# What this exercise asks
#1 Answer these questions using the article on nurses' first impressions.
(a) Which organization's new study says a person may start judging someone unfamiliar within a blink of an eye?
(b) What range of patients per nurse do staffing ratios often vary between?
(c) Which tip does the article call the most important on its list?
#2 Resume the article on nurses' first impressions, picking up right after its final sentence.

# Selected text
First impressions are super important. There’s no real scientific consensus on how long it takes to form a first impression. Some say it takes 7 seconds, and some say 30. A new study from the Association of Psychological Science says it may be even less – you may start judging an unfamiliar person within a blink of an eye.
However, always making a good first impression can be difficult for nurses due to the nature of the job – large and unpredictable workloads can often lead to a harried, rushing manner that makes it tough to present your best self to new patients.
Part of this is due to the sheer number of patients that nurses must meet and care for on a daily basis. Nurse staffing ratios often vary from 5-10 patients per nurse, and most hospitals have very high patient turnover, making it difficult to keep up with workloads and provide quality patient care.
However, there are three simple ways even the busiest nurses can make a great first impression on their new patients. Read on and find out how you can help make your first meeting with a new patient great, and encourage a great working relationship.
- Be On Time
This is the most important tip on this list. If you follow this tip and ignore every other one on the list, you’ll still find that you manage to make a good first impression on your patients.
Think about it. If first impressions start from the moment a patient lays eyes on you, what’s worse than not being there? Especially when you’re supposed to be. If you have a scheduled appointment or task and your patient is expecting you, you’ll lose more credibility for each second that you’re not there.
If you are supposed to meet with a patient or take them somewhere and you don’t show up, you lose their trust. This extends to telling them you’ll return and forgetting about them. Both of these actions are a severe breach of trust, and forgetting about a new patient can mean developing a very poor nurse-patient relationship.

# Data extract
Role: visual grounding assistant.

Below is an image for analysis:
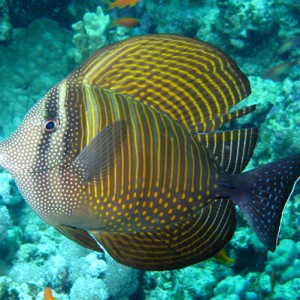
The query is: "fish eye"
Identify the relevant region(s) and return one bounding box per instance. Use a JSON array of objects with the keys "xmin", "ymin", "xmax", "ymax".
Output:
[{"xmin": 44, "ymin": 119, "xmax": 59, "ymax": 132}]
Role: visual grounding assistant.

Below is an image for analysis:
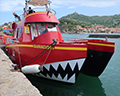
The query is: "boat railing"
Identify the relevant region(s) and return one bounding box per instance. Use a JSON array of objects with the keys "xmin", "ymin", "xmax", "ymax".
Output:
[
  {"xmin": 64, "ymin": 37, "xmax": 88, "ymax": 43},
  {"xmin": 64, "ymin": 37, "xmax": 81, "ymax": 41},
  {"xmin": 5, "ymin": 37, "xmax": 15, "ymax": 44},
  {"xmin": 15, "ymin": 14, "xmax": 25, "ymax": 22}
]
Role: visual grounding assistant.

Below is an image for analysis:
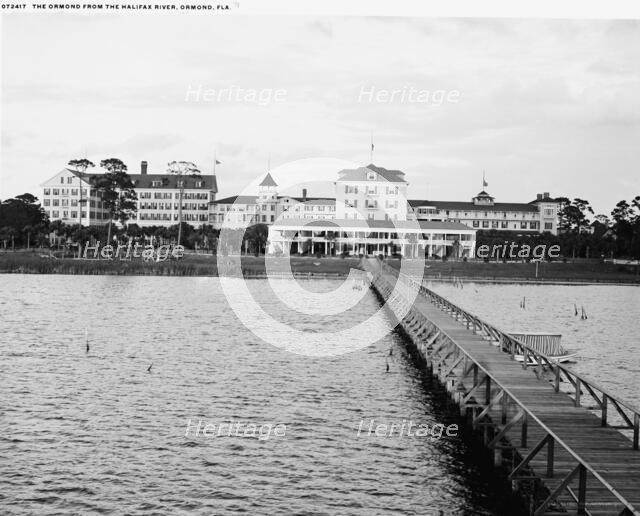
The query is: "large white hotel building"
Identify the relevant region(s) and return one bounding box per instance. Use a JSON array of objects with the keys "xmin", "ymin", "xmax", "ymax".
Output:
[
  {"xmin": 42, "ymin": 161, "xmax": 218, "ymax": 227},
  {"xmin": 42, "ymin": 161, "xmax": 559, "ymax": 257}
]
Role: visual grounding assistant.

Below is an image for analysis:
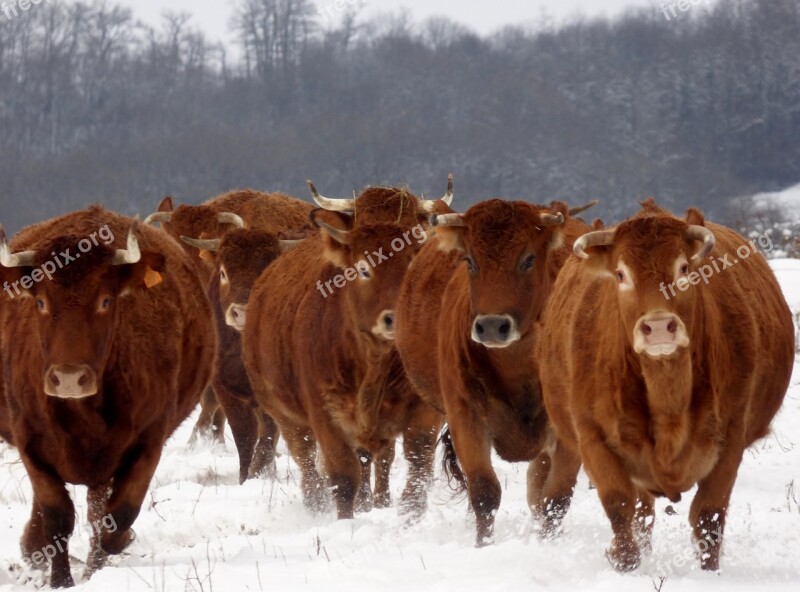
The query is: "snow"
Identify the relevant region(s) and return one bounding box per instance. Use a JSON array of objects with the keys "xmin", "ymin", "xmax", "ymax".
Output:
[{"xmin": 0, "ymin": 260, "xmax": 800, "ymax": 592}]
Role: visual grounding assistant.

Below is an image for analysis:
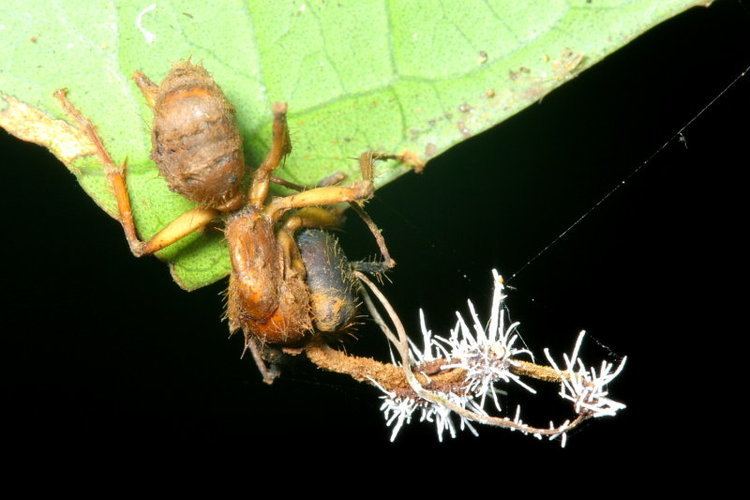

# Responses by item number
#1
(a) The Association of Psychological Science.
(b) From 5 to 10 patients per nurse.
(c) Be On Time.

#2
Make it a point to be on time, every time. This is especially important with new patients. It’s hard – you have a lot to do as a registered nurse – but it’s well worth the extra effort.
- Dress Like A Professional
Dressing like a professional is absolutely essential to a good first impression. Remember, these patients know nothing about you – from the very start of your relationship, you should be projecting an air of professionalism, and dressing well is a great way to emphasize professionalism.
Now, There are many nurses out there who don’t do this – they may wear cartoon-print hoodies, skate shoes, have long and loose hair, and so on. And you know what? They’re probably fantastic nurses, and excel at their jobs.
But their patients won’t know that from the start of their relationship. If a frazzled nurse walks in with overly-long nails and a mussed-up hairdo, the patient may lose some trust in their nurse immediately. That trust can be regained – but its loss can also be entirely avoided for a better first impression. Here are a few simple tips for maintaining a professional look.
- Make sure your uniform is clean and pressed
- Wear your hair conservatively, and in a natural color
- Minimize makeup and jewelry
- Keep nails clean and short
- Wear clean shoes
Maintaining a professional look will be a good visual indicator to your patients that you are a trained professional, and that you know what you’re doing – it increases trust, which is essential for a great patient relationship.
- Make (And Maintain) Great Eye Contact
Eye contact is hugely important. According to Psychology Today, making good eye contact increases trust, helps persuade people to your point of view, and increases their perception of you as open, honest and trustworthy.
The first thing you do when you walk into a room with a new patient is lock eyes and smile. Hold their gaze for several seconds, and keep returning to make eye contact with them throughout your conversation.
Avoid staring, but make sure that you’re looking in their general direction for at least the first few minutes of your conversation, and whenever you’re not focusing on some other task. Great eye contact is an indication of care, interest, and openness, and can go a long way when first meeting a patient.
Take Time To Make A Great First Impression – And Reap The Rewards
Failing to make a great first impression isn’t the end of the world, and it’s not always going to be possible to present your best self to a new patient. And that’s okay! Nobody’s perfect, and the nature of nursing makes that very clear indeed.
But if you take the time to follow these three simple steps, and do your best to follow through with them, you’ll be amazed at how your patients respond. Developing a good relationship will be easier, and you’ll be able to deliver a higher standard of care.